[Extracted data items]

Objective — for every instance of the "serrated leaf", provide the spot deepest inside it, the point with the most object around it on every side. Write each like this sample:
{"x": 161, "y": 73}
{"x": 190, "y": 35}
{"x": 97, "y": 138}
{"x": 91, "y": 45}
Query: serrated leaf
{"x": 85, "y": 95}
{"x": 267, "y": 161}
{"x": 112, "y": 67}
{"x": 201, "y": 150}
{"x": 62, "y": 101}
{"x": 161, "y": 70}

PROBLEM TO WORK ON: Rewrite the items above, changing every "serrated leaf" to "jagged leaf" and leaving everything else the same.

WRITTEN ANSWER:
Objective — for every instance of the "jagged leaf", provide the spot deepest inside it, the point with the most object around it on every side. Write each like this sample:
{"x": 161, "y": 73}
{"x": 190, "y": 35}
{"x": 97, "y": 138}
{"x": 91, "y": 45}
Query: jagged leaf
{"x": 85, "y": 95}
{"x": 267, "y": 161}
{"x": 112, "y": 67}
{"x": 201, "y": 150}
{"x": 62, "y": 101}
{"x": 161, "y": 70}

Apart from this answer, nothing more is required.